Your goal: Reproduce the entries below with "image" substituted for every occurrence of "photo" and all other text unchanged. Omit the pictures.

Recorded data:

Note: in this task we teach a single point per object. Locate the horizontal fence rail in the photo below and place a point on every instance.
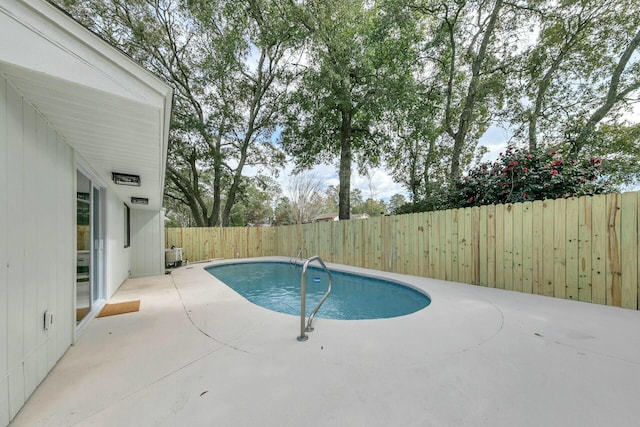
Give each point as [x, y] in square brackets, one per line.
[583, 248]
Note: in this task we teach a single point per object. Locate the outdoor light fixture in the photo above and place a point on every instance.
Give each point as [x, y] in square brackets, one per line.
[125, 179]
[139, 201]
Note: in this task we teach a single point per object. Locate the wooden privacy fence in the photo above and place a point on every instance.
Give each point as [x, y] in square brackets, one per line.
[583, 248]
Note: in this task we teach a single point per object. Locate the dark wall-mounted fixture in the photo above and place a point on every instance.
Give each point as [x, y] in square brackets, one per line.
[139, 201]
[125, 179]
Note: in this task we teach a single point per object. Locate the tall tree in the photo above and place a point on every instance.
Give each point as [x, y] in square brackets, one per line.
[470, 49]
[304, 193]
[358, 59]
[579, 71]
[225, 105]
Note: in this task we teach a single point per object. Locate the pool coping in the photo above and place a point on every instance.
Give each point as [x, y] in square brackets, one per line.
[197, 353]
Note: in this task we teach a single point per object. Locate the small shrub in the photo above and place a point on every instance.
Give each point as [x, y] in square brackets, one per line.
[520, 175]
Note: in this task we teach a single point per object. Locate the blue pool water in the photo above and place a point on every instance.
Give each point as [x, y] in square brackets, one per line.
[276, 286]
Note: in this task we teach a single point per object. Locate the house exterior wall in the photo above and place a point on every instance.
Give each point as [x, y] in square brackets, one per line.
[147, 242]
[37, 248]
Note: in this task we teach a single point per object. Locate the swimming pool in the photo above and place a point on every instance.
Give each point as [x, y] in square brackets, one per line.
[276, 286]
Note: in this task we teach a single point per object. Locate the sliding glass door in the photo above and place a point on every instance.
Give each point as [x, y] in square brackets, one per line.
[89, 247]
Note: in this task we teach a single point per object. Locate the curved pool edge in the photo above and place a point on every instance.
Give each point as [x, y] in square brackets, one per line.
[386, 298]
[227, 317]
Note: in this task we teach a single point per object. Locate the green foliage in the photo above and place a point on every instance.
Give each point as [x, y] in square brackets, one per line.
[360, 58]
[521, 175]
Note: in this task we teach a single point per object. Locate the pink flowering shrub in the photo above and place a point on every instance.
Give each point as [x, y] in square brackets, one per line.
[520, 175]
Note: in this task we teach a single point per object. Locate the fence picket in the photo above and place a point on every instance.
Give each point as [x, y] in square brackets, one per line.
[583, 248]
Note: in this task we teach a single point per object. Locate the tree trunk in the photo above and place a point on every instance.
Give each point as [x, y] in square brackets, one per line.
[344, 195]
[613, 96]
[471, 98]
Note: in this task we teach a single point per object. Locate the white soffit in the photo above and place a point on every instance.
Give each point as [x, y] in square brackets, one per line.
[110, 110]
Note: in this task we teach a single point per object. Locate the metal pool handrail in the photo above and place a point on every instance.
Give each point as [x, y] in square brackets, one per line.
[303, 297]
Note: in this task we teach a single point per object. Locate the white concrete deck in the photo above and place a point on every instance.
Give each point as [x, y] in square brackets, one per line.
[198, 354]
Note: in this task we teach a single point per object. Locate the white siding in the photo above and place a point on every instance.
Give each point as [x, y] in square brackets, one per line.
[36, 249]
[147, 246]
[4, 281]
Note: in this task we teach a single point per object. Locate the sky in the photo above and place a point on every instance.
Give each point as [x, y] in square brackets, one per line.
[495, 139]
[380, 181]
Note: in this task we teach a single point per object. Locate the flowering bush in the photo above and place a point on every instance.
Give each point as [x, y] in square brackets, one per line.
[520, 175]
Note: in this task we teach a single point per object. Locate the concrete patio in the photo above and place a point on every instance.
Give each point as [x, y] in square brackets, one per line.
[198, 354]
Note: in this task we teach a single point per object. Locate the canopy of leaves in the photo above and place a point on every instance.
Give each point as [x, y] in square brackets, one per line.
[521, 175]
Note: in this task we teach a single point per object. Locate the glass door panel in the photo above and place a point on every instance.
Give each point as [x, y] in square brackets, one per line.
[83, 247]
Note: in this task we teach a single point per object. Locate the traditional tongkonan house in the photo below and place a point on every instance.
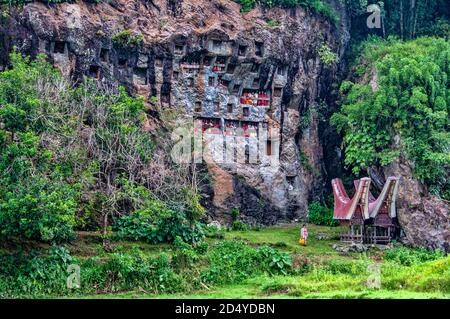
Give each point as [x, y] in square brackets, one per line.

Reply:
Note: in this task we teach a single point per object. Locate the horizontal fence rail in the image below and place a point on every instance.
Give each point as [x, y] in square brackets, one per line.
[583, 248]
Note: in this task we teach a single point per object. Locate the outdoor light fixture in the image above and place a point on every instance.
Give each point as [x, y] in square brackets, one per line.
[125, 179]
[139, 201]
Note: in this task we teach a single point per object. Locate the wooden privacy fence in the image above and place a point on every instance.
Give each point as [x, y] in square brackets, one per line.
[583, 248]
Note: in this task we teach a single point per object. Locate the dark wall-mounted fixture in the image above and place a point on every instance.
Give each point as [x, y] in square brackets, one per line.
[139, 201]
[125, 179]
Note: in this task we teach a single point per object. Locate the tall tree in the image above and place a point on every instance.
Give each point as [x, y] in square brackets, one per line.
[470, 49]
[304, 193]
[358, 59]
[579, 71]
[225, 105]
Note: in this task we teach a single point per object. Locate the pool coping in the image above and place a point on every instance.
Give each point as [x, y] in square brackets, one per line.
[197, 353]
Note: in this task we teach a single point per object. Locate the small shrub in the image above and place a point on every instance.
Give each point as [x, y] in square brackets, one per line.
[520, 175]
Note: in this task we teach a single point per object. Locate the blue pool water in the image above and place a point on every instance.
Give each point as [x, y] in square brackets, one per line.
[276, 286]
Note: in this task we teach a single point per object. Locate the house exterior wall in the image above and place a point on every instance.
Give each point as [x, y] in square brackets, one per line.
[147, 242]
[37, 248]
Note: in this task we teach a single point per object. Locate the swimming pool in the image above and place a point on every instance.
Give each point as [x, y] in square brackets, one per line.
[276, 286]
Note: in this task we teach a single point per object. Locate the sliding glass door in the image above and place a point on every instance.
Give each point as [x, y] in square brackets, one per line.
[89, 247]
Note: in this task we teach a single point per object. Locate the curved pool edge in the image above and place a point on every instance.
Give each point as [x, y] in square brackets, one per line.
[386, 298]
[227, 317]
Note: in this task we teach a single point per object. Locate the green foliage in the image above and place a point on every instance.
Give each point as [x, y] in square brackets, one per line.
[360, 58]
[521, 175]
Note: in this task we teach a single point per object. Locate the pink flowering shrub in the image above and place a point on every instance.
Give each point as [x, y] in square brackets, one per line.
[520, 175]
Note: in this task we teach a single point per object. Locate the fence picket in the image above and place a point on every instance.
Give each point as [x, y] in square brackets, one per line.
[583, 248]
Note: in this task we teach a single point per object. Locate the tree trunk in the image above and place a point on every instance.
Give each point as [x, y] in square brackets, one per line.
[344, 195]
[613, 96]
[471, 98]
Note: in this task we teach a single point per object. Locate the white soffit in the image above and place a point on every instance.
Give each point as [x, y] in square brackets, one per line.
[110, 110]
Note: in this task we teach a single point per object. Locate the metal pool handrail in the image above and place a point on every instance.
Give each point as [x, y] in square brackets, one per line.
[303, 297]
Note: in this task we teach a single point per object. Locate the white concrete deck in the image above and place a point on every instance.
Give each point as [x, y] in square brackets, one per line.
[198, 354]
Note: in this task we teach a single point per object. Locate the white siding in the image above and place a point on every instance.
Give each point as [x, y] in square brackets, one per line.
[36, 249]
[147, 246]
[4, 281]
Note: in this task we teach a single point per object. Locate the sky in the image above and place a point on every instance.
Give each point as [x, y] in square brackets, one per line.
[495, 139]
[380, 181]
Note: in this task we teach a single point per object. Locate the flowering bush in the image above and place a point on every instance.
Give each point as [x, y] in square brackets, one per line.
[520, 175]
Note: in this task we teach a single point per object. Locate the concrete patio in the image above and place a point on every instance.
Give each point as [x, y] in square brackets, one per line.
[198, 354]
Note: in this task we teach a single point per object. Locate the canopy of leaves in the image above and place a point on every instance.
Give each point as [x, y] in square brackets, one per line.
[521, 175]
Note: in this task we teach a single point per object. Locate the glass door panel in the image above and place a point on every instance.
Give each point as [x, y] in square brackets, one per line.
[83, 247]
Note: in this task we teach a single point per object. Locate the traditional tongkonan house in the image below and place a point on every instance.
Give each point as [x, y] in square brackets, one per line.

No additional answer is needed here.